#### AIM OF THE EXERCISE:
Write out the listing below line for line, changing nothing.

#### THE INPUT:
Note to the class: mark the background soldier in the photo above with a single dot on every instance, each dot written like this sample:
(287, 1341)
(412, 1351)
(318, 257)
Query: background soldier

#### ANSWER IN FULL:
Note to the class: mark the background soldier in the photo above with a single dot on every instance, each dot written like this sample:
(287, 1341)
(412, 1351)
(318, 257)
Query: background soldier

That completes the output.